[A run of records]
━━━━━━━━━━
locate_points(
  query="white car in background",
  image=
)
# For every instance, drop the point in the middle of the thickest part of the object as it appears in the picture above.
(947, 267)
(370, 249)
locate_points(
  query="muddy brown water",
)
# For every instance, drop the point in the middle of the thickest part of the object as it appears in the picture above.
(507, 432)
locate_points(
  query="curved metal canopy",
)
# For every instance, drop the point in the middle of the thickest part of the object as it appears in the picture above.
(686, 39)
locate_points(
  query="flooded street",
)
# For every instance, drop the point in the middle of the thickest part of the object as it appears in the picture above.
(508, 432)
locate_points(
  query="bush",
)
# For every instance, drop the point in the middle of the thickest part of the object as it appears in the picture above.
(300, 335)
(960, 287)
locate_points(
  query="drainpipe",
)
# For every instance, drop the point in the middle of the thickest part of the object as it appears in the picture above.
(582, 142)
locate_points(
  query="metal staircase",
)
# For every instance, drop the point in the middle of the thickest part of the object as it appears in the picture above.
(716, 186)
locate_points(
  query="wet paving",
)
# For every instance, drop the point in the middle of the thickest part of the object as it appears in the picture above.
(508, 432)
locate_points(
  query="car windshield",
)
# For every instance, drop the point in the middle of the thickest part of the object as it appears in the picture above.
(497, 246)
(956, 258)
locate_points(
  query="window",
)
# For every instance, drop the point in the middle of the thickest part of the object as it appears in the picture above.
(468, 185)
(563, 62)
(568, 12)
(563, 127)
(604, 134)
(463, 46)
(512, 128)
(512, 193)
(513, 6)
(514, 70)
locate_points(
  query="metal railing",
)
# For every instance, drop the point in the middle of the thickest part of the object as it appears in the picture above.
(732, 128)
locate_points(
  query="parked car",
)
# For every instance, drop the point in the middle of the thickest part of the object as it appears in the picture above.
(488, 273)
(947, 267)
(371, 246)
━━━━━━━━━━
PROBLEM TO SOLVE
Restate every entry word for word.

EXERCISE RESPONSE
locate_points(
  query="white car in background",
  image=
)
# For every instance, drop the point in the middle of the thickest part of the object as it appears in the picture above.
(947, 267)
(370, 249)
locate_points(
  query="muddy brown water",
)
# For every instance, drop the point in the middle of the thickest part of the object as it appears in the picture above.
(507, 432)
locate_points(
  query="curved metal canopy",
)
# For every instance, drop the point in the middle of the thickest part of the object as it appears in the picture above.
(686, 39)
locate_points(
  query="flooded street",
)
# For every instance, drop the point in the middle of the thickest part of the object as it appears in the picture above.
(508, 432)
locate_points(
  query="bush",
)
# For every instance, drop the point in the middle of the thickest part of the object as it appears in the picture above.
(300, 335)
(960, 287)
locate_points(
  query="drainpipe",
)
# For every instance, drop the point in the middle of the thickest part of the object as it appears in the picture above.
(582, 142)
locate_points(
  query="metal staircase",
)
# For every instance, drop the point in the middle of the thickest part of the object as it appears in the picture above.
(716, 186)
locate_points(
  query="wet paving",
)
# For every instance, drop the point in the middle of the thickest part of the object as it appears in the picture above.
(508, 432)
locate_points(
  query="car windshield",
)
# For every instance, drop the point in the middle of the thickest part of the object as it appears in the picture above.
(497, 246)
(956, 258)
locate_points(
  query="window",
)
# For every instance, drop the point in the middle of the thickest part of the object as it appears in the picture above.
(468, 185)
(563, 62)
(568, 12)
(563, 127)
(604, 134)
(463, 46)
(512, 128)
(512, 193)
(513, 6)
(514, 70)
locate_points(
  query="metal railing",
)
# For every instance, drop the point in the middle of the thickest part of the object as it appears in the picture above.
(732, 128)
locate_points(
  query="parked car",
)
# For every instance, drop the point in the middle of the thickest part of the object as it appears in the picture above.
(488, 273)
(947, 267)
(371, 246)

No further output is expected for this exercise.